TASK BRIEF: Take the line containing "Q: Pick out each instance of the black" and every line after it in the data below, and print them exactly as given, with nothing else.
··· DATA FOR THIS TASK ···
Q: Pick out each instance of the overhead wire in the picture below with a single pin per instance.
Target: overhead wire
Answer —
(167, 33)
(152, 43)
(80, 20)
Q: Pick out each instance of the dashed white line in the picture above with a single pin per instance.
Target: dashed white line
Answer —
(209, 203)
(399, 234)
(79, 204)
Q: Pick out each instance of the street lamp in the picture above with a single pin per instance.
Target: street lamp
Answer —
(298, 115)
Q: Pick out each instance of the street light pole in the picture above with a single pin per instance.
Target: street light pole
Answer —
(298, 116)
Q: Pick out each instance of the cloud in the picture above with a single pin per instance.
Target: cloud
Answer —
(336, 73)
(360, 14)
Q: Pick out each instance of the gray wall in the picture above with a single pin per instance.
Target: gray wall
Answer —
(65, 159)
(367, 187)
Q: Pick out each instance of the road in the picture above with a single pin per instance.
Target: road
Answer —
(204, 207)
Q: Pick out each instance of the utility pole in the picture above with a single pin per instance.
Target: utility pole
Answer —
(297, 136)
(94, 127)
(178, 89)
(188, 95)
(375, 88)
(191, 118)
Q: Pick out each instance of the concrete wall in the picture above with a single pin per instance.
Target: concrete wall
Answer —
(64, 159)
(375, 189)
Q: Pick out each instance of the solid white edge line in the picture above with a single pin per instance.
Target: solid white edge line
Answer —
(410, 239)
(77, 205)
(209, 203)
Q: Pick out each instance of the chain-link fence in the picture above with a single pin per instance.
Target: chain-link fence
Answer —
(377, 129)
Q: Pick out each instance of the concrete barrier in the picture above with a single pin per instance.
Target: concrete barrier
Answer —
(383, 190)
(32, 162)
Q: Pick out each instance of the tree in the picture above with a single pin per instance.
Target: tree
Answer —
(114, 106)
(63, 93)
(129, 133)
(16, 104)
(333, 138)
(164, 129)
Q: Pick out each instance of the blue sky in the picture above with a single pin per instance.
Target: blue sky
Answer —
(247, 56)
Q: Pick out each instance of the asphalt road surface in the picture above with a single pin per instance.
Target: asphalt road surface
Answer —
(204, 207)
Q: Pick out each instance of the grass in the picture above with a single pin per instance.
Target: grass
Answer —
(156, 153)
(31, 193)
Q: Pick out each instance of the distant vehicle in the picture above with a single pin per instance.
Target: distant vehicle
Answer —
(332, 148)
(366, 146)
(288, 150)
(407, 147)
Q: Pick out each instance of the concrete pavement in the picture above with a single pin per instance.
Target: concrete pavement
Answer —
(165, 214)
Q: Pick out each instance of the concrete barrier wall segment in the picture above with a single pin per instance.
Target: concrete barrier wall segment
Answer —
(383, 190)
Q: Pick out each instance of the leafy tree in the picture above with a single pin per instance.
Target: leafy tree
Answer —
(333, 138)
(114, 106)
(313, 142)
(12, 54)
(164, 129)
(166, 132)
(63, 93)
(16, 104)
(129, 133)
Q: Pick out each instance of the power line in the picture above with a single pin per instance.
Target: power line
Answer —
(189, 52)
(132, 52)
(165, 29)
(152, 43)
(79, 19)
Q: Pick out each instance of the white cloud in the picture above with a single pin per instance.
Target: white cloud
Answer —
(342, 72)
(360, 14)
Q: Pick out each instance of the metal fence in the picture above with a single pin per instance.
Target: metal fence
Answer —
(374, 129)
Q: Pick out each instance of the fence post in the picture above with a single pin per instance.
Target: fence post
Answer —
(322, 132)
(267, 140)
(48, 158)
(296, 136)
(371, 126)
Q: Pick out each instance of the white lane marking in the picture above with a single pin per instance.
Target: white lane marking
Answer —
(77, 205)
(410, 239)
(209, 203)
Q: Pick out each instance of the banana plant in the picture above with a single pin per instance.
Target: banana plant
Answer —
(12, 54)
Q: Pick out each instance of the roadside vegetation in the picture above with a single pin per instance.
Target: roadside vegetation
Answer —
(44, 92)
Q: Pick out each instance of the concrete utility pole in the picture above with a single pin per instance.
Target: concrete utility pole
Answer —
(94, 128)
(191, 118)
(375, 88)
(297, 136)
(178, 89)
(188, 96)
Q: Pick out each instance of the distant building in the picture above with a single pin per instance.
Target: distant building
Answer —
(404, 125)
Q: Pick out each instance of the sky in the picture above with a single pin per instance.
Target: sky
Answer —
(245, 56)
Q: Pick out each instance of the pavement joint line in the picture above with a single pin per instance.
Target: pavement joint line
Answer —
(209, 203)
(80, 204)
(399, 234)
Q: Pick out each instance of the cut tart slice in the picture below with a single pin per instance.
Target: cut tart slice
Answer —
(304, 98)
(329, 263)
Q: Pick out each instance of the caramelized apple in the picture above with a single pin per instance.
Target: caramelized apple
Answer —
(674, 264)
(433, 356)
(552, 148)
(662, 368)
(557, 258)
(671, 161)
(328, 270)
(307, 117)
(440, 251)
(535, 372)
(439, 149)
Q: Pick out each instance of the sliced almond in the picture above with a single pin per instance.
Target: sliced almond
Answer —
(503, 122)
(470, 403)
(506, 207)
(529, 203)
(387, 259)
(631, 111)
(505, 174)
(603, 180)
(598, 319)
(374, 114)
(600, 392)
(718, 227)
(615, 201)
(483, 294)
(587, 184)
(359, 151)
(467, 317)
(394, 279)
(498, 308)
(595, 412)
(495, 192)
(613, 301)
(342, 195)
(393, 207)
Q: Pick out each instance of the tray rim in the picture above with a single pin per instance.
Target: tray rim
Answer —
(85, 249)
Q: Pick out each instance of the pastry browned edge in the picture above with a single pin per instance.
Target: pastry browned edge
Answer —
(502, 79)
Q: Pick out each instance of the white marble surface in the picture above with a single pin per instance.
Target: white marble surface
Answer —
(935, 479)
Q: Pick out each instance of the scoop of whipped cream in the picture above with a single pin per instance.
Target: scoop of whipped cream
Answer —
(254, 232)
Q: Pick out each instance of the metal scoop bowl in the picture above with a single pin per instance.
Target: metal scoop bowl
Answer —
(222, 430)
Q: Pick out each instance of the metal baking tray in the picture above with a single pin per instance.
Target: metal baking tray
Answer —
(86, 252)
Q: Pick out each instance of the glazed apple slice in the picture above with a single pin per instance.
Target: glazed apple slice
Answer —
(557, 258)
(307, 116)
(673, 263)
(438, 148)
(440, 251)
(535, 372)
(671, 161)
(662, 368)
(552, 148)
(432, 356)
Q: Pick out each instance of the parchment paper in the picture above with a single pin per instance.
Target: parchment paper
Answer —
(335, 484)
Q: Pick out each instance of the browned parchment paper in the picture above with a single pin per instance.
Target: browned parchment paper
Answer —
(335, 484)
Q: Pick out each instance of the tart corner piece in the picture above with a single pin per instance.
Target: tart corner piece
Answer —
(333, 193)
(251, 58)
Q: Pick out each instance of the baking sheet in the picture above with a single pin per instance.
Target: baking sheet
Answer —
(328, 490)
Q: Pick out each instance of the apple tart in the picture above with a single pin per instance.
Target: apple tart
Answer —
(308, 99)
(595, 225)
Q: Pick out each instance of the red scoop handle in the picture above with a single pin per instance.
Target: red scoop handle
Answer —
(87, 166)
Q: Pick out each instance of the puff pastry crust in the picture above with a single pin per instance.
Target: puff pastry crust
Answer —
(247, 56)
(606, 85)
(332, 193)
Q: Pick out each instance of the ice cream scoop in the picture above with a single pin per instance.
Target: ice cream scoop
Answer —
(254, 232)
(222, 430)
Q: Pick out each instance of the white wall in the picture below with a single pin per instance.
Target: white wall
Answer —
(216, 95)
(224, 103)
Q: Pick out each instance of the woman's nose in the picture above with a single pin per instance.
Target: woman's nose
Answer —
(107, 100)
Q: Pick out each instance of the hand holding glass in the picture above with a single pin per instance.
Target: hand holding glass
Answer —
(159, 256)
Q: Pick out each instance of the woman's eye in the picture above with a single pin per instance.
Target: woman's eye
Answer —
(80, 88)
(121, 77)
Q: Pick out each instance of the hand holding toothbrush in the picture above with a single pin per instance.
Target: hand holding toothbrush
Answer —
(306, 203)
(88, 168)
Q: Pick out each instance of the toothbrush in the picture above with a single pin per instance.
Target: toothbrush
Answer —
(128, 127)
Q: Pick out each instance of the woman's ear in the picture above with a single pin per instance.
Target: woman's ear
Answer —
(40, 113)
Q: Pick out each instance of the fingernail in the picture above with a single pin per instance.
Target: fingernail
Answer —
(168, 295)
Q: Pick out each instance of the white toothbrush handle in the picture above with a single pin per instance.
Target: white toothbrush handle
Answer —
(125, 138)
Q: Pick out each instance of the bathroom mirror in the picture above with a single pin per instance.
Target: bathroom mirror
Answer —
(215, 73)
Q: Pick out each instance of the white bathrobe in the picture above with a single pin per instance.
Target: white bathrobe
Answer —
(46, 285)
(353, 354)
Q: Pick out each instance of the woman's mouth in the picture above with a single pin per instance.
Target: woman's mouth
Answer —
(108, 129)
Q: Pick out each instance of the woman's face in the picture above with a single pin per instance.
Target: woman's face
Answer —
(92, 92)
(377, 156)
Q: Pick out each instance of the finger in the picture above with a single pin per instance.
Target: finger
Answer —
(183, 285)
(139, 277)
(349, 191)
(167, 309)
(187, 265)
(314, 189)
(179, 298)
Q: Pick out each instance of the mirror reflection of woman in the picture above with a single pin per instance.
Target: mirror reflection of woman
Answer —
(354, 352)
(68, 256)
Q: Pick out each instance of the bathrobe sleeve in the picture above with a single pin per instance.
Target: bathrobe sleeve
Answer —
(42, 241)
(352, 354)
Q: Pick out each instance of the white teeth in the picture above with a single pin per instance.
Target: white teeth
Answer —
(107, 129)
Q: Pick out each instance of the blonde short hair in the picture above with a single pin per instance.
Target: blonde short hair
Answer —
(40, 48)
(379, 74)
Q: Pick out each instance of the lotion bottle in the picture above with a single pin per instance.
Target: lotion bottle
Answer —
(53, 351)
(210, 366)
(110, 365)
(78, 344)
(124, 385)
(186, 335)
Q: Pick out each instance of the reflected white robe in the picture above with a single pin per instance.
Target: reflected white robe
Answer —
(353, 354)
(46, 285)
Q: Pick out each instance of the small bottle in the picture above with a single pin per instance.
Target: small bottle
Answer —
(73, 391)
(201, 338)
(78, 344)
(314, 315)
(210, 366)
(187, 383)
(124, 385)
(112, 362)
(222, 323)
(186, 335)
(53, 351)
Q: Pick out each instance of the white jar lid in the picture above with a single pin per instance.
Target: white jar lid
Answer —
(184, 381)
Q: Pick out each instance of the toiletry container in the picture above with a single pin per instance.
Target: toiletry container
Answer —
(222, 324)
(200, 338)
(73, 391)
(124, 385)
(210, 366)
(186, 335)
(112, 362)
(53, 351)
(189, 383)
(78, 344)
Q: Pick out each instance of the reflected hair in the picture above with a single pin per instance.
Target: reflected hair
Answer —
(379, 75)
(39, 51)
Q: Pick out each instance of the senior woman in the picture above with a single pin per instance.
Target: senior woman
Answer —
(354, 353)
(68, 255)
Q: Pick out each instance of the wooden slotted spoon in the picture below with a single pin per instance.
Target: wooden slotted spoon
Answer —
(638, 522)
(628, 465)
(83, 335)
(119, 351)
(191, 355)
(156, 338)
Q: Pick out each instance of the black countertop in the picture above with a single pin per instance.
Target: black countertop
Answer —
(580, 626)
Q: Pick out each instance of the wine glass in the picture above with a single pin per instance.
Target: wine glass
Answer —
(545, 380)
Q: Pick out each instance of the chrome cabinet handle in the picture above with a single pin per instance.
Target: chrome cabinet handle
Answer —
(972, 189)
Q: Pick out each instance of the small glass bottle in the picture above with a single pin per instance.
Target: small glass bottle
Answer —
···
CORRECT RESULT:
Q: Pick out each instance of the black countertop in the picture above with a single pin per instance.
Target: black countertop
Answer —
(580, 626)
Q: Pick out each instance of the wine glass in the picture above with a single pin per instance.
Target: wine glass
Answer —
(545, 380)
Q: Pick out each instance of the chrome cabinet handle in the picture above with a single pin per instance.
Target: chrome cabinet handle
Answer —
(972, 189)
Q: Pick out each instance of the small glass bottle in the picture above with a single pin per instance.
Target: small glass bottle
Answer —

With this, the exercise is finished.